*AUFGABENSTELLUNG*. Ändere in den Zeilen von der Zeile mit „else: point(34, 176).“ bis zum Ende der Datensätze (beide eingeschlossen) „traffic sign“ in „road sign“. Gib nur diese Zeilen wieder, sonst unverändert.

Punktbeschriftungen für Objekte
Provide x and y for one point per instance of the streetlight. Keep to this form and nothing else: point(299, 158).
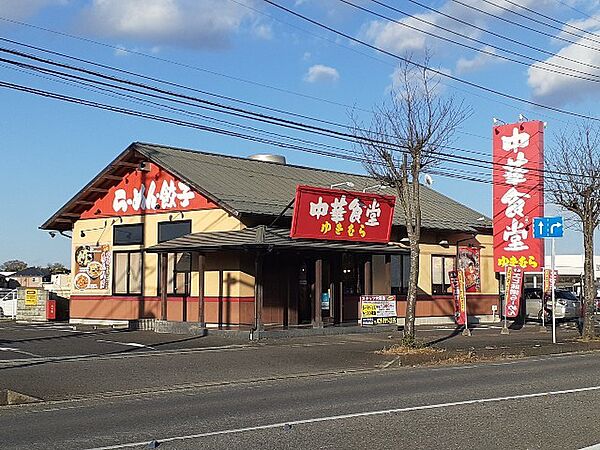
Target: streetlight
point(375, 186)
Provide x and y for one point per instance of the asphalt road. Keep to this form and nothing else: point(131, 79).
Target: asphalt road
point(548, 402)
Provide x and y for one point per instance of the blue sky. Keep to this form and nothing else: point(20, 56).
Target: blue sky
point(51, 149)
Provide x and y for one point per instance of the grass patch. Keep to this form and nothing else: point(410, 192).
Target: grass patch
point(401, 350)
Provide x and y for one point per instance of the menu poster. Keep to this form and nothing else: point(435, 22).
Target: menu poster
point(92, 267)
point(469, 261)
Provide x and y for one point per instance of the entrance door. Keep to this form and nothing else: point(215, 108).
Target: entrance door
point(306, 283)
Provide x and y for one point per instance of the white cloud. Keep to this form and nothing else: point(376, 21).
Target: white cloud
point(399, 38)
point(320, 73)
point(464, 65)
point(21, 9)
point(557, 89)
point(414, 79)
point(206, 24)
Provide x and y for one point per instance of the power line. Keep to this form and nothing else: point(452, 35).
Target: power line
point(241, 113)
point(170, 61)
point(158, 80)
point(429, 69)
point(492, 33)
point(206, 104)
point(525, 27)
point(478, 50)
point(562, 30)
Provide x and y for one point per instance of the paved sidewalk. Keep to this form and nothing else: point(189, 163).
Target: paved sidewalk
point(55, 364)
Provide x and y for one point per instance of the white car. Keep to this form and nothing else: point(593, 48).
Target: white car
point(8, 303)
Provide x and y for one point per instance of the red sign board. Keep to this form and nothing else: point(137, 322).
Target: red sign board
point(550, 280)
point(459, 295)
point(518, 195)
point(333, 214)
point(512, 294)
point(147, 192)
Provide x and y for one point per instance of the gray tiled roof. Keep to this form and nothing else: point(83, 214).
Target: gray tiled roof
point(263, 236)
point(247, 186)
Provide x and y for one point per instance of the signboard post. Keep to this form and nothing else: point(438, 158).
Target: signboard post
point(552, 227)
point(378, 310)
point(518, 194)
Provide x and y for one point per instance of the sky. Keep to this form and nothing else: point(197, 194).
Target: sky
point(226, 50)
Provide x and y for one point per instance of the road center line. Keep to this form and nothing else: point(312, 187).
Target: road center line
point(129, 344)
point(352, 416)
point(16, 350)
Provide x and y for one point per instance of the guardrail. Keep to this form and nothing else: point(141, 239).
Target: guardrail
point(7, 295)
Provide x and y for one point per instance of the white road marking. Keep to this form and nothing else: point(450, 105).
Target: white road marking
point(16, 350)
point(351, 416)
point(129, 344)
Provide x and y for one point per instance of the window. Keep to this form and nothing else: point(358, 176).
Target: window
point(400, 272)
point(440, 280)
point(128, 270)
point(128, 234)
point(179, 267)
point(172, 230)
point(179, 264)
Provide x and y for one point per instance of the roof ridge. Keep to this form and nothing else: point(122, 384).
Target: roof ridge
point(245, 158)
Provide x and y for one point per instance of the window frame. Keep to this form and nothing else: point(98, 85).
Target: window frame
point(402, 288)
point(120, 226)
point(170, 222)
point(445, 286)
point(114, 280)
point(171, 290)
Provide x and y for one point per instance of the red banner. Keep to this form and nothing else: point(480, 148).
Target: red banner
point(469, 261)
point(549, 281)
point(512, 294)
point(333, 214)
point(518, 195)
point(147, 192)
point(459, 295)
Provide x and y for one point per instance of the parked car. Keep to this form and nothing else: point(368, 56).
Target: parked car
point(8, 303)
point(568, 306)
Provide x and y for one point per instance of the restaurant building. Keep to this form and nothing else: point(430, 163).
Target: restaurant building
point(188, 236)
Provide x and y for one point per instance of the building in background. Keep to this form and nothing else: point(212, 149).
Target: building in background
point(179, 235)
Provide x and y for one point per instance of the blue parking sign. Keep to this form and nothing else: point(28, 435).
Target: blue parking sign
point(544, 227)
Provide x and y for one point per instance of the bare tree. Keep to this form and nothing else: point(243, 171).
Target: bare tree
point(405, 137)
point(573, 183)
point(13, 265)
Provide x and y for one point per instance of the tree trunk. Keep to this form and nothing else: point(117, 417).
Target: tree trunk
point(411, 295)
point(589, 285)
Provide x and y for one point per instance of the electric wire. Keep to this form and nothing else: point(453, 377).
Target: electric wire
point(430, 69)
point(595, 77)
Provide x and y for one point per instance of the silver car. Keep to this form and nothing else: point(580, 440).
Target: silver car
point(568, 306)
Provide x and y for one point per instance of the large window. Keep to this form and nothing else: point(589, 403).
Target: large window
point(440, 280)
point(179, 267)
point(128, 270)
point(128, 234)
point(400, 272)
point(172, 230)
point(179, 264)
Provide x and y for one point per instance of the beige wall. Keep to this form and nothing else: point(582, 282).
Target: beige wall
point(235, 282)
point(489, 284)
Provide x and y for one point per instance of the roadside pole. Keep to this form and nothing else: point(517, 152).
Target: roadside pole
point(466, 331)
point(553, 282)
point(505, 326)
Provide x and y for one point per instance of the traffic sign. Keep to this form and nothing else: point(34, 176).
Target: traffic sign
point(548, 227)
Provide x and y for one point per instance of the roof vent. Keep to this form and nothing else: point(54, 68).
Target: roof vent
point(278, 159)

*VOLLSTÄNDIGE ANTWORT*.
Provide x and y for one point per instance of the road sign. Keep to this form and nothing else: point(34, 176).
Target: road sign
point(548, 227)
Provide x and y for one point per instance of the roof vent. Keep to this form and nothing else: point(54, 68).
Target: roof vent
point(278, 159)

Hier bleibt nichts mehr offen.